--- START ---
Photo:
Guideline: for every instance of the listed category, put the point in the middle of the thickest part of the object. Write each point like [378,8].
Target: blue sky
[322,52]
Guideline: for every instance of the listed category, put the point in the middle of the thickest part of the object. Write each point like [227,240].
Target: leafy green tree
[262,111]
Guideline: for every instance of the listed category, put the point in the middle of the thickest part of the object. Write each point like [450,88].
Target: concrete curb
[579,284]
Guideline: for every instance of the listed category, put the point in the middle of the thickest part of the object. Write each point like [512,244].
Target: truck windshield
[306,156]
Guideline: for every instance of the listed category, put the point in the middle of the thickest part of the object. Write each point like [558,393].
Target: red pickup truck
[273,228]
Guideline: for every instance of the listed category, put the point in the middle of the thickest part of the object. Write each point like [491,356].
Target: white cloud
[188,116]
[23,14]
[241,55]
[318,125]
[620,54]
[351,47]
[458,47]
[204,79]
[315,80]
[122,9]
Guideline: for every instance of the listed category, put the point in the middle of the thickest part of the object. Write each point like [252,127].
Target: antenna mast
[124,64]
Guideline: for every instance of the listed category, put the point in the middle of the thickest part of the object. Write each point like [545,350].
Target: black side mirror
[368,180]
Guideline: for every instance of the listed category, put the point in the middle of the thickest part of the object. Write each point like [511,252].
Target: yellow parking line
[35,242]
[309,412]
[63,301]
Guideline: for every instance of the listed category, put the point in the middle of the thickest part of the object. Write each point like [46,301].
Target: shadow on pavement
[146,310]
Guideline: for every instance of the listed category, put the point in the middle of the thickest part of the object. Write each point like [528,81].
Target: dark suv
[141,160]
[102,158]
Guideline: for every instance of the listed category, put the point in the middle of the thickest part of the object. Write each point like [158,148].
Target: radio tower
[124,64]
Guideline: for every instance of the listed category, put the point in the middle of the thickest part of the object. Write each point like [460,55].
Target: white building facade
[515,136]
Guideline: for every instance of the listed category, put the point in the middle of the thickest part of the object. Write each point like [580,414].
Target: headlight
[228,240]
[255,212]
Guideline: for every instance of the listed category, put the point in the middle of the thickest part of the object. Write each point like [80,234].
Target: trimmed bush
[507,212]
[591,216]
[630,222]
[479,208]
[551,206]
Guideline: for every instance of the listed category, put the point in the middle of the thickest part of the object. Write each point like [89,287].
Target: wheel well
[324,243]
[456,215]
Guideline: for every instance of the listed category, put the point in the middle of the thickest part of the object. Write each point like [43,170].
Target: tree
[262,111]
--- END ---
--- START ---
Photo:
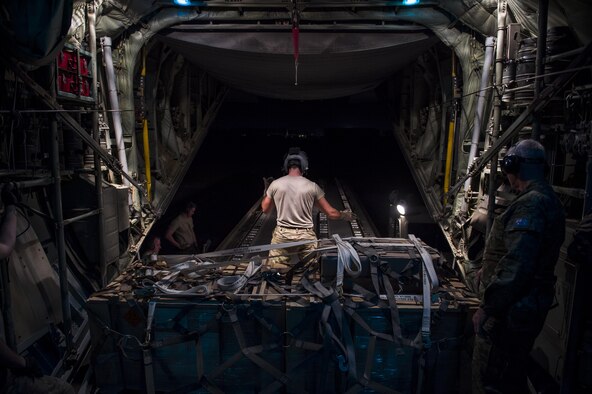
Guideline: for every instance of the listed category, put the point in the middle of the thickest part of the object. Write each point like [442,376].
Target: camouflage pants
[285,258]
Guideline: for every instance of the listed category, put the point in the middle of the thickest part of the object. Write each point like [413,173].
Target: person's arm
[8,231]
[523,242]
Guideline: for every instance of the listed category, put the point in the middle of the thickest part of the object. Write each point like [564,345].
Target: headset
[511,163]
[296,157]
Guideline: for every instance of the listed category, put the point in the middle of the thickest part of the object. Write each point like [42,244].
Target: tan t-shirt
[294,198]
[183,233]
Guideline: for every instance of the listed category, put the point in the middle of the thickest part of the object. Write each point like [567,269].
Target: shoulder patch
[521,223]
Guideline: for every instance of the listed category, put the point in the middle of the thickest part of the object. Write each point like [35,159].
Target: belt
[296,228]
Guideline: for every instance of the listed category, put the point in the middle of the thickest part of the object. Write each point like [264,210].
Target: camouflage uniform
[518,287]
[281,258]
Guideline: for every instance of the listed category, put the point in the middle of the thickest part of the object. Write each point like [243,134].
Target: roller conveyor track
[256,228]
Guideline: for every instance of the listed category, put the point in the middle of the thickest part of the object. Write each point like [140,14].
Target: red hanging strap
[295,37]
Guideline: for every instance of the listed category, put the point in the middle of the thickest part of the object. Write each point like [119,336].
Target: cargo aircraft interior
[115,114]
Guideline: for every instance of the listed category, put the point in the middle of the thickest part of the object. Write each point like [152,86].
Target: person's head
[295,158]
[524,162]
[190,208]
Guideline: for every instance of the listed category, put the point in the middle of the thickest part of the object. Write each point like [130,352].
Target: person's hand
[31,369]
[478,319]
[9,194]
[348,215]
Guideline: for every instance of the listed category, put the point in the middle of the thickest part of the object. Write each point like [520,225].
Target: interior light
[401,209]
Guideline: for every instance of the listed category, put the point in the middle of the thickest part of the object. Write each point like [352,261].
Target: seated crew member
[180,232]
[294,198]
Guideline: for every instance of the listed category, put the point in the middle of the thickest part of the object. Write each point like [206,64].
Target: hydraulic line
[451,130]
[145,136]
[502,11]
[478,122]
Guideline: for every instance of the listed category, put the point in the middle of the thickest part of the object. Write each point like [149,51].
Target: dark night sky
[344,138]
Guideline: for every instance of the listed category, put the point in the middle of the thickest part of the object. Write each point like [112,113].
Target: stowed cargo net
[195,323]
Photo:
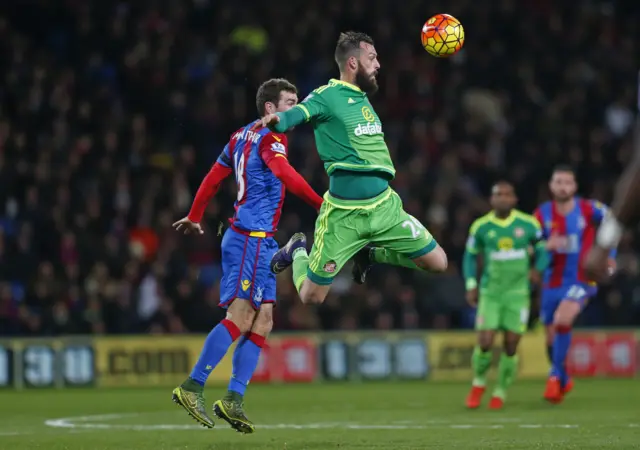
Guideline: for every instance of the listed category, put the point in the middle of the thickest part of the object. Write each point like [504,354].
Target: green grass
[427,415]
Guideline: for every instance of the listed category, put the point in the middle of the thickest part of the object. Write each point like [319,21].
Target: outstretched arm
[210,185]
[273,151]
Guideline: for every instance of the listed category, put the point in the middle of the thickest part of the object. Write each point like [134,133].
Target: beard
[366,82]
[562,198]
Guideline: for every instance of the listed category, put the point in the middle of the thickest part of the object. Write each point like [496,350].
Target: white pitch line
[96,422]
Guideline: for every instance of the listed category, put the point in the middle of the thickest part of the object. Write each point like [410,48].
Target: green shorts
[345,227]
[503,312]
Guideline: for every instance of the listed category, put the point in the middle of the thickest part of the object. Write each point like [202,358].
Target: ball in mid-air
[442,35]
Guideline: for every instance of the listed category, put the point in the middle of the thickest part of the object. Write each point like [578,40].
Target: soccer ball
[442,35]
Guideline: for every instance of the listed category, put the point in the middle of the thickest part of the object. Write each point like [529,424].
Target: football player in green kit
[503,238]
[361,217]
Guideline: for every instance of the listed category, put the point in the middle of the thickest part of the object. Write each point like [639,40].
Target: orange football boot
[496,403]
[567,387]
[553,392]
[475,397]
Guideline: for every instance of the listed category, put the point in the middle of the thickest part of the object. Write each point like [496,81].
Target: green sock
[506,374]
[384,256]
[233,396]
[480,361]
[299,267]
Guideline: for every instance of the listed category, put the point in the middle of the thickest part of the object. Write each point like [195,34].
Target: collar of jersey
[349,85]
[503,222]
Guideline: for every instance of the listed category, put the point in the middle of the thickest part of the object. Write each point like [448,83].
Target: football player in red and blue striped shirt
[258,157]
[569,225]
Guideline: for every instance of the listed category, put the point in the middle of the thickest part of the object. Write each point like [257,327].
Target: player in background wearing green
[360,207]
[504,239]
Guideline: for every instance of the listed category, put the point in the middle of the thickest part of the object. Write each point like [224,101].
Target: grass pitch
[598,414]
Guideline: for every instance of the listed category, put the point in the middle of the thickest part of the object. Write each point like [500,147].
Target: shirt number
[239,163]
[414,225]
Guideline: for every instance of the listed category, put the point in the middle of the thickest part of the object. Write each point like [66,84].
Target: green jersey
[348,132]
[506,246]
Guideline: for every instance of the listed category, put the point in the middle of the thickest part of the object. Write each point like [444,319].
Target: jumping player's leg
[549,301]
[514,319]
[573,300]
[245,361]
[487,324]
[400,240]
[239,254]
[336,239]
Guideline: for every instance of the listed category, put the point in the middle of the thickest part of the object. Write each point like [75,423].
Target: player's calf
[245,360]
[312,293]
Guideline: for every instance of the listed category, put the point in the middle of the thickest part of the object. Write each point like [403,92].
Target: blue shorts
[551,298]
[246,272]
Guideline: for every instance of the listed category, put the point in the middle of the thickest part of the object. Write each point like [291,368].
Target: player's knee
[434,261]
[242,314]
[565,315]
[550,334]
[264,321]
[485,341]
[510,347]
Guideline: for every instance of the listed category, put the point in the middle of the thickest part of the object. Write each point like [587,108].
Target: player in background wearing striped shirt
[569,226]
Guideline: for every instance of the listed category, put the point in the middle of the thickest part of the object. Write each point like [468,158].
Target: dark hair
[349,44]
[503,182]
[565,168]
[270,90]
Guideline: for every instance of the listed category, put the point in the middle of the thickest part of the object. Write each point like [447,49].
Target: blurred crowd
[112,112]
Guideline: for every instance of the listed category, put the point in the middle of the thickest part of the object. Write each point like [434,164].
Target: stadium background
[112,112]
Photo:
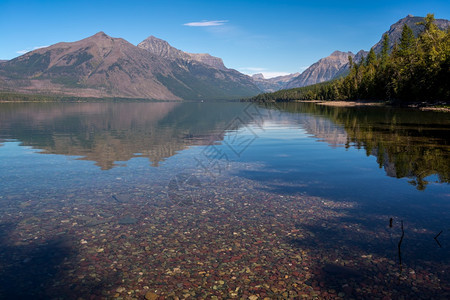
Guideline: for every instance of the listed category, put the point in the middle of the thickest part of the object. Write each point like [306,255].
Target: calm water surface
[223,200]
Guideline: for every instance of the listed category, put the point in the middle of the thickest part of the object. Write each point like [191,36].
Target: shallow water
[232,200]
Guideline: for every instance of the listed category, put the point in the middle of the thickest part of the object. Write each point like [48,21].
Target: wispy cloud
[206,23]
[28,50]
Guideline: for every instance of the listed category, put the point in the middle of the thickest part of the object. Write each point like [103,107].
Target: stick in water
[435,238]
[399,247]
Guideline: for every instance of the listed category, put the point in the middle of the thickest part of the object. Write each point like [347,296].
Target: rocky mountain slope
--- END ---
--- START ---
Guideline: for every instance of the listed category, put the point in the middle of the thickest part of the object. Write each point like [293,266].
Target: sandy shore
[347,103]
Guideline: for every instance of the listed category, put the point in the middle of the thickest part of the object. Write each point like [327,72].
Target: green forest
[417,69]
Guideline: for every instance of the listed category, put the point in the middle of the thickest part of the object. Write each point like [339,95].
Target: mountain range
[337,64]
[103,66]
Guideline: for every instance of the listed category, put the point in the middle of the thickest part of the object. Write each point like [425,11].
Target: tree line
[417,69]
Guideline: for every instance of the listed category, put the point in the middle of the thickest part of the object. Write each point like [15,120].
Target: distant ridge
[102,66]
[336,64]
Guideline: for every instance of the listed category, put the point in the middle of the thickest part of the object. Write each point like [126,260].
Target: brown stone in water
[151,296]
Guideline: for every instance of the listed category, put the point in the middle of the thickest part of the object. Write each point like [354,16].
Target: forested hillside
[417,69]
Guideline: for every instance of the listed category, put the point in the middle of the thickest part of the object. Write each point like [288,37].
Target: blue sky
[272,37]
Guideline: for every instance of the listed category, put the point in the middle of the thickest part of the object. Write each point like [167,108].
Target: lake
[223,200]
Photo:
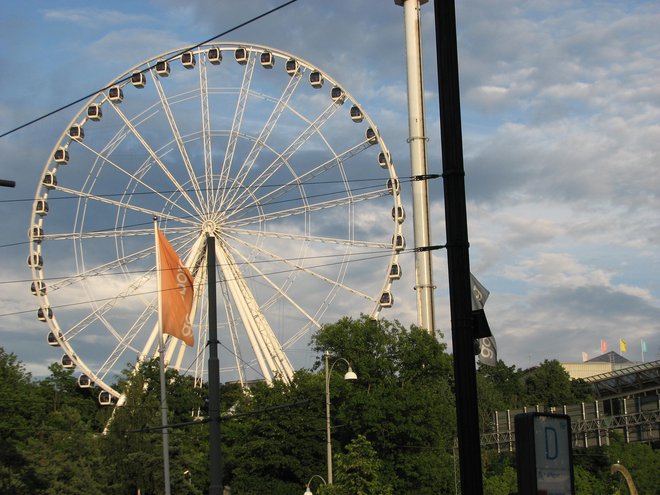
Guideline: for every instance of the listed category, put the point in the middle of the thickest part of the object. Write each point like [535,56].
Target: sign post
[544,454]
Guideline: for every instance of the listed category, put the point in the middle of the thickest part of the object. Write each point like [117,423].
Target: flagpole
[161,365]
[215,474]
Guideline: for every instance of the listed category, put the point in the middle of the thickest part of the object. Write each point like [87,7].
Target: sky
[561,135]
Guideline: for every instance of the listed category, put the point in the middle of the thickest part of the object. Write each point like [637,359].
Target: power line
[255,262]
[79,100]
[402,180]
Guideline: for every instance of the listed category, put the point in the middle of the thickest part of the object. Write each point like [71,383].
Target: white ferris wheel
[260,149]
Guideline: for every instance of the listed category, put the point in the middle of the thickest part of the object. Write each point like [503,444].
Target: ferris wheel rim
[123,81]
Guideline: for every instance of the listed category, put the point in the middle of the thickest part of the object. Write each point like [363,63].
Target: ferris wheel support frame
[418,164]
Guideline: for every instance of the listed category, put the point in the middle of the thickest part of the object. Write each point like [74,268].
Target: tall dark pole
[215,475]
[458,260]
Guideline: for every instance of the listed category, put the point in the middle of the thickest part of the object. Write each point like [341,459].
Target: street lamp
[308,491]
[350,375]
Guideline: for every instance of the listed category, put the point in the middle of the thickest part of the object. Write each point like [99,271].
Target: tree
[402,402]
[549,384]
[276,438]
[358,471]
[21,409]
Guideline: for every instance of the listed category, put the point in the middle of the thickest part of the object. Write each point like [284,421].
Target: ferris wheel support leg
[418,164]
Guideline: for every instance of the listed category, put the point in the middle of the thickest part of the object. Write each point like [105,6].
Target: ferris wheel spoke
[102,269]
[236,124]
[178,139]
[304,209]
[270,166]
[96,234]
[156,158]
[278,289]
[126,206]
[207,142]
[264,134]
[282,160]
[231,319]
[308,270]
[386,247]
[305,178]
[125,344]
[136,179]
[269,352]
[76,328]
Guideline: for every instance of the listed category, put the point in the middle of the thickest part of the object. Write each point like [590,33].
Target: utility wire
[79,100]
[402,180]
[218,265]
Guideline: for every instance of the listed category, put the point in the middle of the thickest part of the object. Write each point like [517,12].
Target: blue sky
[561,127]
--- END ---
Once you find the line with "point like [403,92]." above, print it and every line after it up to and including the line with "point like [587,108].", exactly as written and nothing else.

Written solution
Guideline: for every instance of the listed category, put the point in the middle of the thickest part of the object. Write each point like [403,92].
Target: blue shorts
[551,298]
[246,272]
Guideline: for every instance of the listed category, put the point in the middle of the thickest part of the object. Write each point like [291,368].
Target: player's knee
[434,261]
[242,314]
[565,315]
[550,334]
[264,321]
[485,341]
[510,347]
Guideline: for every instance of the listed category, put the point in the middle of the thickest part of the object. Write each point like [587,108].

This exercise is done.